Written problem:
Starting at the line with "For the dataset, pick out the window", transcribe each line through the final one, both included, and add nothing.
====== Data for processing ======
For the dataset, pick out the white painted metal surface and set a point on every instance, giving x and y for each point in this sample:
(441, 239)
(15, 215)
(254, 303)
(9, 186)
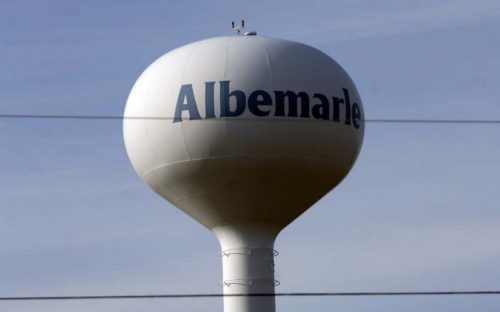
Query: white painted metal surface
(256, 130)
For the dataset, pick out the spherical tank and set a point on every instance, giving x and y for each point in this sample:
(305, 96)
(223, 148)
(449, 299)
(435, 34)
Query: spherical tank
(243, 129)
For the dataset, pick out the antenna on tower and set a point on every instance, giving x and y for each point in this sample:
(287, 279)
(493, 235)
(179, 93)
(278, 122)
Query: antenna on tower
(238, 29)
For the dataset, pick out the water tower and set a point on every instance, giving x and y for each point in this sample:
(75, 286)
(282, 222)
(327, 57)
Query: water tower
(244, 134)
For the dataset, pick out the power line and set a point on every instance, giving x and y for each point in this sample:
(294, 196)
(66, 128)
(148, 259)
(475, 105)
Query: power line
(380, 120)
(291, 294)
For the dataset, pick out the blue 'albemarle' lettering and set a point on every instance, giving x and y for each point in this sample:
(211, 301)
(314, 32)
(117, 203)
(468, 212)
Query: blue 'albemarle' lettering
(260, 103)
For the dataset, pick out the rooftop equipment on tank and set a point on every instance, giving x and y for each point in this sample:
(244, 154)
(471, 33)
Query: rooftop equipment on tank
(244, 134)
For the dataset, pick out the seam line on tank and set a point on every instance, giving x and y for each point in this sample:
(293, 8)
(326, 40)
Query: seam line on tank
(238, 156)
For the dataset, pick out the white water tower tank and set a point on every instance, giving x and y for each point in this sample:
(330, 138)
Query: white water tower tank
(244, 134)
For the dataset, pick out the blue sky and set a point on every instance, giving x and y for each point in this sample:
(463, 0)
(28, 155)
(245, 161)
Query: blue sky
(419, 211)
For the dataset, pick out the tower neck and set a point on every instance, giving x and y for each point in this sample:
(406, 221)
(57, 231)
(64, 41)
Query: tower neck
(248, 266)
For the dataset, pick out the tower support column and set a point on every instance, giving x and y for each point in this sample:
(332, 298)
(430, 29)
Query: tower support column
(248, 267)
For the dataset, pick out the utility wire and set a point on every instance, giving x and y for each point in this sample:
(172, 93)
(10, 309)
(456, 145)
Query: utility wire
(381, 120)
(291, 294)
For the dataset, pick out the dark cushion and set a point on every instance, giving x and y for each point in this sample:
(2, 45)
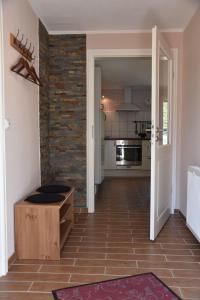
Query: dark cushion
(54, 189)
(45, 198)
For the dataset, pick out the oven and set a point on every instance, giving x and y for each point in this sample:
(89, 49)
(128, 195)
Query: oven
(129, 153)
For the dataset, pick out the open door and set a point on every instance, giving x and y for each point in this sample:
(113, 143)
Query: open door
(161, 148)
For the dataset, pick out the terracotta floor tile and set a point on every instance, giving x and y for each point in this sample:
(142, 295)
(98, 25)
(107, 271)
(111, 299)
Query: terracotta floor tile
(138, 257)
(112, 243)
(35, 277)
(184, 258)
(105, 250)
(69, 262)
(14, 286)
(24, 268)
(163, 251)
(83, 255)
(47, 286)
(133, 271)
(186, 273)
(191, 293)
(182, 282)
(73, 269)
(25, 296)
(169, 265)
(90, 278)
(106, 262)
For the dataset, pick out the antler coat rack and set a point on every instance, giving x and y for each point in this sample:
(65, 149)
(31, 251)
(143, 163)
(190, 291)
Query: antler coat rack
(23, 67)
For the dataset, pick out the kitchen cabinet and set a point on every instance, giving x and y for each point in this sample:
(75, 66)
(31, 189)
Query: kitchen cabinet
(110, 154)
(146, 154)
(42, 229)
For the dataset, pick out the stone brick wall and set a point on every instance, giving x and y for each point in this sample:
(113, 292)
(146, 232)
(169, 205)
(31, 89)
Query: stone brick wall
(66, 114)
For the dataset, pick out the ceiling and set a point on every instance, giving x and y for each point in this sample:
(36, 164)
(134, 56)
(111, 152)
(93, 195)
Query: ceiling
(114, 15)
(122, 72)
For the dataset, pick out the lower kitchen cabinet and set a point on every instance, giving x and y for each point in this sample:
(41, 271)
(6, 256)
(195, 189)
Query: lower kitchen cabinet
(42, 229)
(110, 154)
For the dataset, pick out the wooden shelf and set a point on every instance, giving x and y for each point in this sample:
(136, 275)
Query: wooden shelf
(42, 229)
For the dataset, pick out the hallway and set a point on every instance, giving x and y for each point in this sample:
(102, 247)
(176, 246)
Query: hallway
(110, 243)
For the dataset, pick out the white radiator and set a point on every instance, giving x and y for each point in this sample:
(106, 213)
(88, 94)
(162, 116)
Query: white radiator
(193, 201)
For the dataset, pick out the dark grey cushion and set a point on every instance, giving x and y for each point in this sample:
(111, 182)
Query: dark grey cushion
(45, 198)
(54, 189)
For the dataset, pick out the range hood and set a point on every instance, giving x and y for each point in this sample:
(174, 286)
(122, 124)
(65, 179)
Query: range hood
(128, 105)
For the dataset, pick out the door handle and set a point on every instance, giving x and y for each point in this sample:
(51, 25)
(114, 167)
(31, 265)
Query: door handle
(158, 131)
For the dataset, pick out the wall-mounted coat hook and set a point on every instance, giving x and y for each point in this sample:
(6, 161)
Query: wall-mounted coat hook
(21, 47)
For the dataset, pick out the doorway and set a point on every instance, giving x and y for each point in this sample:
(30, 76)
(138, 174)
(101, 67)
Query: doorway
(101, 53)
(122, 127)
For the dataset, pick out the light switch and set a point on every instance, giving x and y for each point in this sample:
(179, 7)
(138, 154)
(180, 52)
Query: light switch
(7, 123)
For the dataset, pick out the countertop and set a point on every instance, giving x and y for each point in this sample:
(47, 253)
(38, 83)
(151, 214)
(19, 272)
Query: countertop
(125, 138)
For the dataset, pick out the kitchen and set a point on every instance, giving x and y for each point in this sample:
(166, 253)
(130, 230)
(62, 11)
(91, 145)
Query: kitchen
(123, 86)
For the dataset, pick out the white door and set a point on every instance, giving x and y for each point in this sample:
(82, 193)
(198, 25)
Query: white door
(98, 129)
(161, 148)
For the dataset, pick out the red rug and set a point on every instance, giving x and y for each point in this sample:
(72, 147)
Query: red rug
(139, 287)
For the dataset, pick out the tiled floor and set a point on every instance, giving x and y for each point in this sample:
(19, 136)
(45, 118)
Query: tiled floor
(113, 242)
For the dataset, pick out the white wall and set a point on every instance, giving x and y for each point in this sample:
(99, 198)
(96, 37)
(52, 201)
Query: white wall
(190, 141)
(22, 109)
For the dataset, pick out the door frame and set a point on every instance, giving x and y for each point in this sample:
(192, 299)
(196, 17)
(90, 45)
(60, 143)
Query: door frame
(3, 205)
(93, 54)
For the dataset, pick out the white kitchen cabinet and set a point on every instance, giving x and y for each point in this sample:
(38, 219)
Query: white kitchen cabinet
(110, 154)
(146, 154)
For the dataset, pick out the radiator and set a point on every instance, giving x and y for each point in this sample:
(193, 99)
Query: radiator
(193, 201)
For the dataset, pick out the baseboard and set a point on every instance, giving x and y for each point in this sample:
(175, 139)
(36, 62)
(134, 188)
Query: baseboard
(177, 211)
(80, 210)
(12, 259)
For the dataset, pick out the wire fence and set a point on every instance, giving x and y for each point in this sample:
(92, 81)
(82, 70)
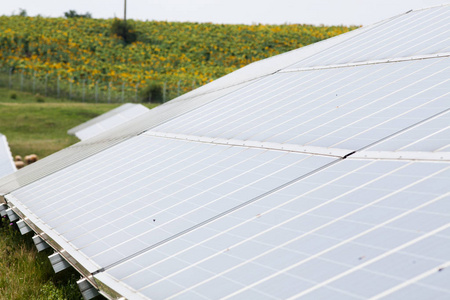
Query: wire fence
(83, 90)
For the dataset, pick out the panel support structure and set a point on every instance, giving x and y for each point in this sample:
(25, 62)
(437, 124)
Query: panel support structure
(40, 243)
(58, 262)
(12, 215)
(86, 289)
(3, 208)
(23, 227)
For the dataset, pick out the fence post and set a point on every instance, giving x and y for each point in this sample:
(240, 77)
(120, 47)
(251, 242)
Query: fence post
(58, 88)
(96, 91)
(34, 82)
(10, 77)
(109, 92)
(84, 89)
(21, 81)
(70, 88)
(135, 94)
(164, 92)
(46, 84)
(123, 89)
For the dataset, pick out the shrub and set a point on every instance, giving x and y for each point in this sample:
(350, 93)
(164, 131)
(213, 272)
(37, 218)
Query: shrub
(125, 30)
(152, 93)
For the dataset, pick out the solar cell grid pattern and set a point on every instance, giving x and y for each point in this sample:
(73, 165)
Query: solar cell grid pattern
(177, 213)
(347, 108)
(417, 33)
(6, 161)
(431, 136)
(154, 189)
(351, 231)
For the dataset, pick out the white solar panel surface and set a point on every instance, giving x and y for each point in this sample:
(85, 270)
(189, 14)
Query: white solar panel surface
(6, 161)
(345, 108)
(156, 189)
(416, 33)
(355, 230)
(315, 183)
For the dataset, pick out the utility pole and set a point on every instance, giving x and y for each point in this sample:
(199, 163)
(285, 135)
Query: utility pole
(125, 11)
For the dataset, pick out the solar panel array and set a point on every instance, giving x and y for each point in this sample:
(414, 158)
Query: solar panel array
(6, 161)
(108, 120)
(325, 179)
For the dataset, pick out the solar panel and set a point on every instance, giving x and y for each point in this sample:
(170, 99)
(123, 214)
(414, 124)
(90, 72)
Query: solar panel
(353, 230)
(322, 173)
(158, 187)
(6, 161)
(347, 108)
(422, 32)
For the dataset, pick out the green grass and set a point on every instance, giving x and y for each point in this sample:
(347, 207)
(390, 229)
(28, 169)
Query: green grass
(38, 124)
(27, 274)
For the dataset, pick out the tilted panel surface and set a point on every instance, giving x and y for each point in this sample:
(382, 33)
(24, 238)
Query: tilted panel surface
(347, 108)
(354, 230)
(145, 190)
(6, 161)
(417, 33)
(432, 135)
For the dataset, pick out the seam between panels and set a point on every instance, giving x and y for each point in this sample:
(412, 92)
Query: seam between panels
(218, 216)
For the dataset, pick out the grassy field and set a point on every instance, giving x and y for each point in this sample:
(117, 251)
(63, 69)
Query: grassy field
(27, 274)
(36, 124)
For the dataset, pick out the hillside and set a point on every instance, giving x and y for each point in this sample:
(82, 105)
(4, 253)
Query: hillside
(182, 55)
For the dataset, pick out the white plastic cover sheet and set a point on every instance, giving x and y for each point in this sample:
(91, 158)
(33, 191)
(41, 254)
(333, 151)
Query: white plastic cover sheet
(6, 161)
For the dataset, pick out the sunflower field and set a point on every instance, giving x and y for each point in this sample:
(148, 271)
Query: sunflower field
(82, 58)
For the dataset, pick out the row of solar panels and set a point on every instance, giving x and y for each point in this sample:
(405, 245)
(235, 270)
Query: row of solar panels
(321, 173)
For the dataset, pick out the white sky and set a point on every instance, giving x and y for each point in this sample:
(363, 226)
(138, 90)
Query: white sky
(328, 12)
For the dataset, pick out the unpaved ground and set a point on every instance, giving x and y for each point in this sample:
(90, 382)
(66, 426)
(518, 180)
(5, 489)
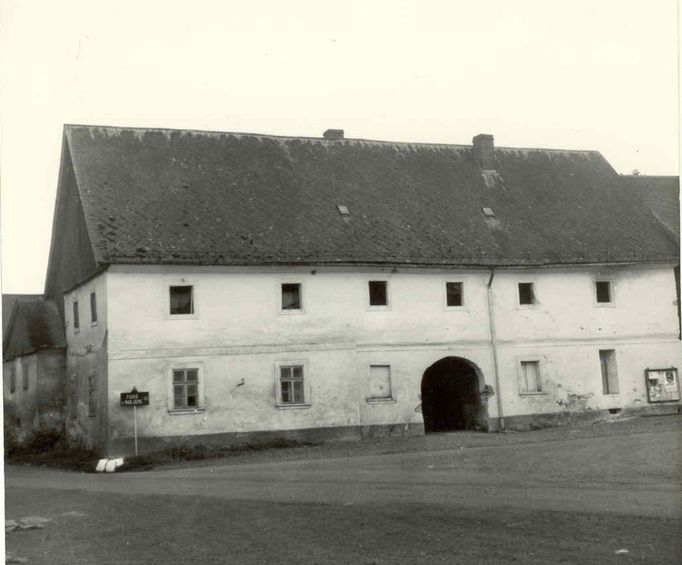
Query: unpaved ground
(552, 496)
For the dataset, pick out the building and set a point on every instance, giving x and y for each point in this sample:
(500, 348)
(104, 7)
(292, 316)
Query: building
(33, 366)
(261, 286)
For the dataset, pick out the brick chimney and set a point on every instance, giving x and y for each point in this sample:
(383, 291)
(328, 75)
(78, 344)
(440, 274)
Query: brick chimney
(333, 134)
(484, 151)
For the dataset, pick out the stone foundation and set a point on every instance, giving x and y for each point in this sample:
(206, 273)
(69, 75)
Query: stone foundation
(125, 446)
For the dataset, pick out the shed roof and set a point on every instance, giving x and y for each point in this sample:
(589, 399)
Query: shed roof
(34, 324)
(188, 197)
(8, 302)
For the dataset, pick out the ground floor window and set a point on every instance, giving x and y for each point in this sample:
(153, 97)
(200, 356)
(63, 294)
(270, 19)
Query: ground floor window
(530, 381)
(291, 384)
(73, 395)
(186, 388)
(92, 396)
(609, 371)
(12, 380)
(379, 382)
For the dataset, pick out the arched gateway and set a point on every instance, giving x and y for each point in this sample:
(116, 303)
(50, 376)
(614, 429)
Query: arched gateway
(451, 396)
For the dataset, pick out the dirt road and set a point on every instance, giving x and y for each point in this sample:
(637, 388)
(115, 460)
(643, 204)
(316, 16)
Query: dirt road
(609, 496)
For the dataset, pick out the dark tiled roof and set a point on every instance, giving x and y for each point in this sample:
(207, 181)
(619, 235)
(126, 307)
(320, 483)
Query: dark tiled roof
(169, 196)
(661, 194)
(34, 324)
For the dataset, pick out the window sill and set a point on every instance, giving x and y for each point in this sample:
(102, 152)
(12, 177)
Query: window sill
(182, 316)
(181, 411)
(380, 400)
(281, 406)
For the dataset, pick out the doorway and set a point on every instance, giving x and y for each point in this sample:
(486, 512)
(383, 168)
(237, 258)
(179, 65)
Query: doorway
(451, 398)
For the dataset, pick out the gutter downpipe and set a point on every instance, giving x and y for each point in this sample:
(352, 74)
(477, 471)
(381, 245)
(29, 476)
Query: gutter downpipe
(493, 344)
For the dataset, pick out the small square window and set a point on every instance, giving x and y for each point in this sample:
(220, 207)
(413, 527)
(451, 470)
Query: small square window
======
The answer:
For the dataset, pick out the window sill and set a point on every instance, giving x and y for each point in this sample:
(102, 152)
(12, 177)
Query: window sill
(182, 316)
(181, 411)
(380, 400)
(281, 406)
For the dataset, pick out the doorway and set a point on every instance, giving x and y for each point in this sample:
(486, 512)
(383, 168)
(237, 258)
(179, 65)
Query: doorway
(451, 398)
For the dataset, pick out the gutter downpipe and set a point on every instance, giving x and y for each point in this sample:
(352, 74)
(477, 471)
(381, 245)
(29, 476)
Query: gutter downpipe
(493, 344)
For the dataset, pick out the small square window and set a point on every instance, giving x and y for each point in this sample:
(220, 207)
(413, 527)
(451, 470)
Query: small square window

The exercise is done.